"""

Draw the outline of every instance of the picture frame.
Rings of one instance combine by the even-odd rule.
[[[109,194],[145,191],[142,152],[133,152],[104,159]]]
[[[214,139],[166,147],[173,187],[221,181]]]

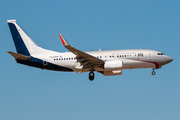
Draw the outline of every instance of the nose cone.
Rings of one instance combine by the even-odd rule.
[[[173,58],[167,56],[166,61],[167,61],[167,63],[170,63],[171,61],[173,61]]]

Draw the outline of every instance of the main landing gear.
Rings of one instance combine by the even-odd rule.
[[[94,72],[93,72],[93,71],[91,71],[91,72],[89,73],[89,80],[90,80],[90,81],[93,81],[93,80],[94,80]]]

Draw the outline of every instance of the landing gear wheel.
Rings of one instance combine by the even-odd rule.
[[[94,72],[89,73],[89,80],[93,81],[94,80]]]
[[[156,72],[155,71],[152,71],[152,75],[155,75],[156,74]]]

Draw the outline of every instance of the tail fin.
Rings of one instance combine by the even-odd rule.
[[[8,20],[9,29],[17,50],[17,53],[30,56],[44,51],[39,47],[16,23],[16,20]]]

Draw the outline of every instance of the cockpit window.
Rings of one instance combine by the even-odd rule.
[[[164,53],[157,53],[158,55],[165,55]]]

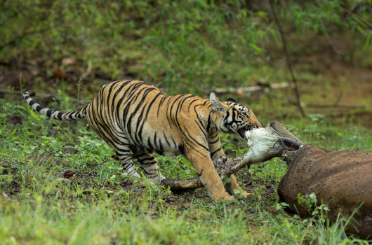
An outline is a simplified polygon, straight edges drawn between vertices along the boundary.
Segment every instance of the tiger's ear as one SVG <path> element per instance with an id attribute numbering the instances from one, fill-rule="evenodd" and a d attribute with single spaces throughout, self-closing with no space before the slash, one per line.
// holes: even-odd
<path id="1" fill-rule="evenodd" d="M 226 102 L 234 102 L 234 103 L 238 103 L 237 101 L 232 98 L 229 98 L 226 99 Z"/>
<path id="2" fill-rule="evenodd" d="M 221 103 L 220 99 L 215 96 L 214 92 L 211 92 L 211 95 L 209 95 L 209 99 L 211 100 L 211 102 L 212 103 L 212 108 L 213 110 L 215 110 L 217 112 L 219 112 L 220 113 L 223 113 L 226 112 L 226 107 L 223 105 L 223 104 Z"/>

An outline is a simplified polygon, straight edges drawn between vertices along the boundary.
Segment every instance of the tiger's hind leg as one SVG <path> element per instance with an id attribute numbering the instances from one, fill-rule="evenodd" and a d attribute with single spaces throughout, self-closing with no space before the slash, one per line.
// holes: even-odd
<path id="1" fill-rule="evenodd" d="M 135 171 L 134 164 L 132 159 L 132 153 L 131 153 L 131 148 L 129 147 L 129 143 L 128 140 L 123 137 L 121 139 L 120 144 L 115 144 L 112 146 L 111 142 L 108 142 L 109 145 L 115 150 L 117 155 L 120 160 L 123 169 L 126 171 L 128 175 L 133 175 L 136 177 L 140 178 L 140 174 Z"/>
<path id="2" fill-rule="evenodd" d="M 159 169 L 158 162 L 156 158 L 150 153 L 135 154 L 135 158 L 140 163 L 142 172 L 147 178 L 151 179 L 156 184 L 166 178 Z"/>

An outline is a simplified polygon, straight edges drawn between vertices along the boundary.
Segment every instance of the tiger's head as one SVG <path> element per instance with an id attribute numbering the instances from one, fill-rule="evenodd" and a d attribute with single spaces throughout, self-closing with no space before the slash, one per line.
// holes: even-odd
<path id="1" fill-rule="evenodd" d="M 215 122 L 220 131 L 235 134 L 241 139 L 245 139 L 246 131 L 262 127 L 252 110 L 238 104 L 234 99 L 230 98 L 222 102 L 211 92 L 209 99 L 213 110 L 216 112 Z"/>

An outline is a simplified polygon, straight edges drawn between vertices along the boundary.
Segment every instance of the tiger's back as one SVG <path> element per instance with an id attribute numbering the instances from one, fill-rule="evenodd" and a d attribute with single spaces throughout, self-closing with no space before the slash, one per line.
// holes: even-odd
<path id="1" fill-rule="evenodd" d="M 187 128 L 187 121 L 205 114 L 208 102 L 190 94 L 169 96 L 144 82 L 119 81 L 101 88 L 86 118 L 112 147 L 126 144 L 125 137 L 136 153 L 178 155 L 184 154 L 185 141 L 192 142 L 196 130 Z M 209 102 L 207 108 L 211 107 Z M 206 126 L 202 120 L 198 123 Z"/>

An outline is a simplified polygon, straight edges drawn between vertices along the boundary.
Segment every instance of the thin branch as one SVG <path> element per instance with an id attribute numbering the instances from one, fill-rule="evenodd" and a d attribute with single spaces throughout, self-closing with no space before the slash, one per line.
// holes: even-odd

"""
"""

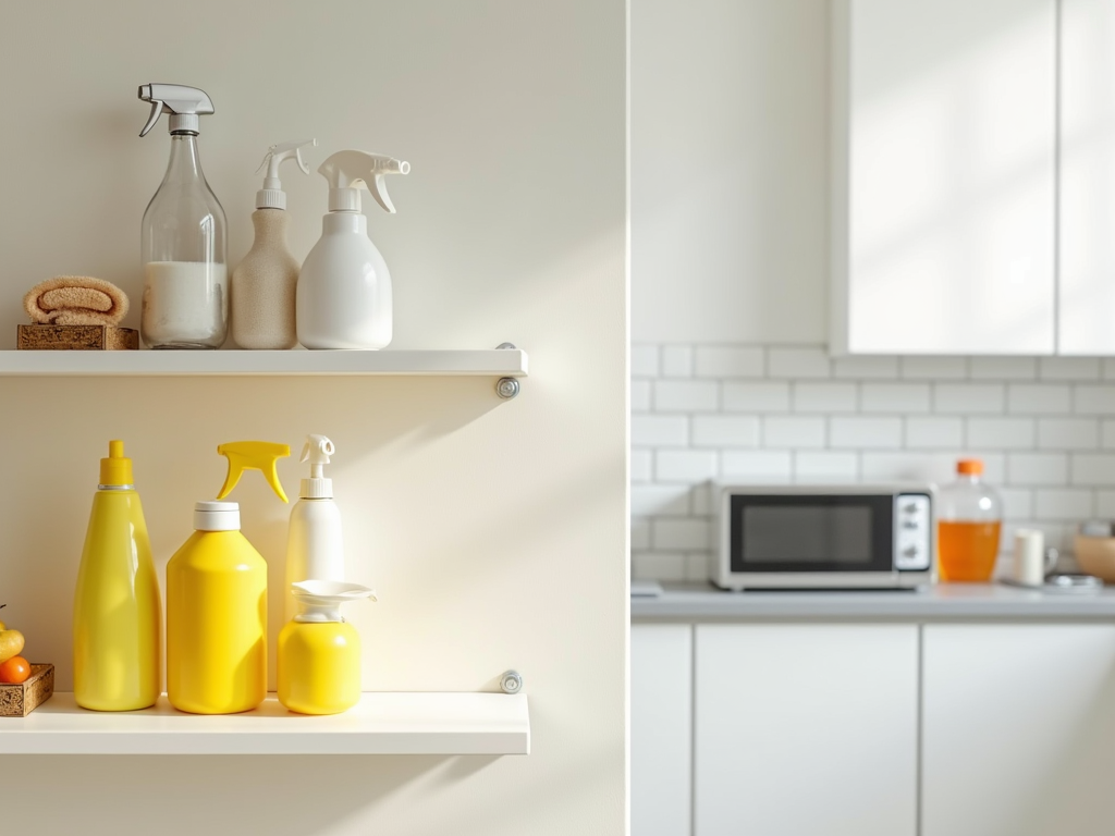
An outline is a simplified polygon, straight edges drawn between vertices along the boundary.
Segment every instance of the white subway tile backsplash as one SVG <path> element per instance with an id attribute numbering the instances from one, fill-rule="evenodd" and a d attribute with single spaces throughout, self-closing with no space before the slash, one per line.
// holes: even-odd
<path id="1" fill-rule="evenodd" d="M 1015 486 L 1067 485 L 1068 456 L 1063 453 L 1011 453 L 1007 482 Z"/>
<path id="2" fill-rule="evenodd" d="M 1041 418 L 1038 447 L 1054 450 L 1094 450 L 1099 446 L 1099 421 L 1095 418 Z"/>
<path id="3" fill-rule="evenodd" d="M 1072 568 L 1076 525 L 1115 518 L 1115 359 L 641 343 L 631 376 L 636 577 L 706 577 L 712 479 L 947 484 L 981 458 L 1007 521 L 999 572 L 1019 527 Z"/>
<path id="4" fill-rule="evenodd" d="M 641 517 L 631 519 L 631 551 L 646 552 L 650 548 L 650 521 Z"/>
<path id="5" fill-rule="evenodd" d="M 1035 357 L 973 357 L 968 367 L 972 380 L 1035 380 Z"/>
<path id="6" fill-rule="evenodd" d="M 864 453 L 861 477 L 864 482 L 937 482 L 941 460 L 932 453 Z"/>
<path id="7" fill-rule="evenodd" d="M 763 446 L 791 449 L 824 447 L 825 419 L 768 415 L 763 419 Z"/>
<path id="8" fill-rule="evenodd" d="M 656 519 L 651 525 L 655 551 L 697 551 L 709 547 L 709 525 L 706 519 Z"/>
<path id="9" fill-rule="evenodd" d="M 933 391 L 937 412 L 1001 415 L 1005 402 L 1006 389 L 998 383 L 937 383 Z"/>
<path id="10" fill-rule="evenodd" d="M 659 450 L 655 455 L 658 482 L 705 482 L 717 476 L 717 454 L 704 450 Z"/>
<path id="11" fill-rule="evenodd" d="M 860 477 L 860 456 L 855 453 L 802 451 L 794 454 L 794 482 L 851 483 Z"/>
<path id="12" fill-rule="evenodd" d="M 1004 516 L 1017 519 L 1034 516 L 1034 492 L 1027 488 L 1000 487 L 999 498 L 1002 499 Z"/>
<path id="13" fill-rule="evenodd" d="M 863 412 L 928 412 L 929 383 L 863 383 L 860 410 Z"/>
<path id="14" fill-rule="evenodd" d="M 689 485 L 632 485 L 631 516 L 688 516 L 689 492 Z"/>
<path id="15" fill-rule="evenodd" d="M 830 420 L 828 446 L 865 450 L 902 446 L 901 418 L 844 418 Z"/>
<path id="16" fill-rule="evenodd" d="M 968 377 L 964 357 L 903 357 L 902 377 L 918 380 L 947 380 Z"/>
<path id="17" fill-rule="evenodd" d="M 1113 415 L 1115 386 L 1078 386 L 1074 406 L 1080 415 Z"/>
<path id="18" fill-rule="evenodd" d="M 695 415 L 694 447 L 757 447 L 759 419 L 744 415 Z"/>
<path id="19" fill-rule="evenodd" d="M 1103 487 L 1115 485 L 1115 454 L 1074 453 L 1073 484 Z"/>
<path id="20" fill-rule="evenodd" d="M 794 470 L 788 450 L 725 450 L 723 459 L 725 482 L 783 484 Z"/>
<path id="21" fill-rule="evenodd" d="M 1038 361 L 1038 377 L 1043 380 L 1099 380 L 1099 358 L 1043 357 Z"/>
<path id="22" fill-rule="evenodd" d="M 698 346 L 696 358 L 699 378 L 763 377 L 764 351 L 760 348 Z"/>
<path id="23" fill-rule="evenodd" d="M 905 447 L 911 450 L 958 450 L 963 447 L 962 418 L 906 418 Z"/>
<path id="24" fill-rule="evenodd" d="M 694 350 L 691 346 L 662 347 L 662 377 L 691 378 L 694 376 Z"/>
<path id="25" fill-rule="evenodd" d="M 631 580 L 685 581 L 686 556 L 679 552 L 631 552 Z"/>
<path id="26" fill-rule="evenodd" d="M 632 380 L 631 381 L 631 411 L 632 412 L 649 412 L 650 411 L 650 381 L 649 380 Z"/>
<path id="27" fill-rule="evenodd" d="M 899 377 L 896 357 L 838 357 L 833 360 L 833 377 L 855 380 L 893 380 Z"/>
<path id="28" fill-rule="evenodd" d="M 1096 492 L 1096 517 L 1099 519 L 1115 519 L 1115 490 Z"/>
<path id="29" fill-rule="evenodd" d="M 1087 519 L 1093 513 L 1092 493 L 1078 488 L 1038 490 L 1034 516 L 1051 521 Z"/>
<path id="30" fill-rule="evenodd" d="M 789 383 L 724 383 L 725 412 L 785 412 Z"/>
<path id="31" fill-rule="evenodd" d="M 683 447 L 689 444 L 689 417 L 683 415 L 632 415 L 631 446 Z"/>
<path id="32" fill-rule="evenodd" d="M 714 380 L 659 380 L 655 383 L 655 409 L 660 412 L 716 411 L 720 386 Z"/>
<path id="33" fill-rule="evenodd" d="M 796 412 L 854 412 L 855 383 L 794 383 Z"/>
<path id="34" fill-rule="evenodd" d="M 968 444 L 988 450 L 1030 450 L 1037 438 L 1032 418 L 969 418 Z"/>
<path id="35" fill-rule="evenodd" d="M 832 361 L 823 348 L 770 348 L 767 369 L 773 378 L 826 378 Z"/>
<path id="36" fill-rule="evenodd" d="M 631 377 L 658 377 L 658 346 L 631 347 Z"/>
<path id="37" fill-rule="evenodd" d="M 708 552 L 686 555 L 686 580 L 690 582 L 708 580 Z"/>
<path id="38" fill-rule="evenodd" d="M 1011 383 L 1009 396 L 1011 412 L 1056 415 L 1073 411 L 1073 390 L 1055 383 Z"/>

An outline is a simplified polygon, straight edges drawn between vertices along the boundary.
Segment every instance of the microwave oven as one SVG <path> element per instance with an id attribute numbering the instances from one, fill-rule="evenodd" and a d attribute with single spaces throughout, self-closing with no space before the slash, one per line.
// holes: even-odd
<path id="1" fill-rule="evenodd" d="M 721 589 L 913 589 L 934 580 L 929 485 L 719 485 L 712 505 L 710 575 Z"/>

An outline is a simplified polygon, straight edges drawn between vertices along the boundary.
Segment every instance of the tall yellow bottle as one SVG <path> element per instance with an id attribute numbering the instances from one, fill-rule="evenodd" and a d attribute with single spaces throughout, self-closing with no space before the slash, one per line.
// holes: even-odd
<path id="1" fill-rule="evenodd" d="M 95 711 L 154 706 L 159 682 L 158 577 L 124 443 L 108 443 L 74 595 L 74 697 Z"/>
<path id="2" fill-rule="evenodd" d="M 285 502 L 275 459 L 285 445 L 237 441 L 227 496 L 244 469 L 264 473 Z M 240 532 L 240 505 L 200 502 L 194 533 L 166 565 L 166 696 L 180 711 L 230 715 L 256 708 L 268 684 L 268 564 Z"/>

"""

— YOUR TASK —
List every line in the records that contains the word "landing", reproducing each such line in full.

— EXERCISE OUTPUT —
Draw the outline of every instance of the main landing gear.
Draw the outline of every instance of the landing gear wheel.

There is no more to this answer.